→ Text shown
_ _ _ _

Cancer is a formidable disease. It starts with a few small, isolated cells. Early detection and removal of the malignancy ofte leads to recovery. But left untreated for too long, the malignant cells spread to engulf and destroy the entire organism.

In a similar way, untreated financial dysfunction can engulf and destroy entire economies. Early in 2010, it became clear that Greece – with its out-of-control deficits, bloated and militant public service, business crippling bureaucracy and endemic corruption – was far too diseased to recover. News that the Greek government had fraudulently gained entrance to the euro zone by hiding real debt ratios (which were well beyond the limits required for European Union membership) gave Brussels ample justification for cutting Greece away before the disease could spread. Instead, the EU and the International Monetary Fund opted to pour €110-billion ($149.7-billion)down the dark hole that is Greece's terminally ill economy. Now, with Greece having burned through that money in little more than a year, comes a €109-billion injection.

Theodore Couloumbis, a professor of international relations at the University of Athens, rightly diagnosed the root cause of the country's malignancy when he said: "The big problem of Greek society is the tendency to consider somebody else responsible for everything that goes wrong." Given its fraudulent entry and entrenched irresponsible behaviour, the really puzzling question is why other euro-zone countries would transfer the hard-earned wealth of their taxpaying citizens to bail out the ungrateful and often rioting Greeks. We can only imagine how perplexing and frustrating this question must be for German citizens, who are footing the bulk of the bailout bills.

_ _ _ _

→ Data excerpt

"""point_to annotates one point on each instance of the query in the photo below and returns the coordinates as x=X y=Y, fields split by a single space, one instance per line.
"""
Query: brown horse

_ _ _ _

→ Parts of the exercise
1. Set down the passage of the text on Greece's debt from "Cancer is a" up to and including "the entire organism.".
2. Answer these questions about the text on Greece's debt:
(a) According to the text, what does cancer start with?
(b) How much did the EU and the International Monetary Fund first pour into Greece's economy?
(c) What position does Theodore Couloumbis hold?

→ Answers by task
1.
Cancer is a formidable disease. It starts with a few small, isolated cells. Early detection and removal of the malignancy ofte leads to recovery. But left untreated for too long, the malignant cells spread to engulf and destroy the entire organism.

2.
(a) A few small, isolated cells.
(b) €110-billion ($149.7-billion).
(c) He is a professor of international relations at the University of Athens.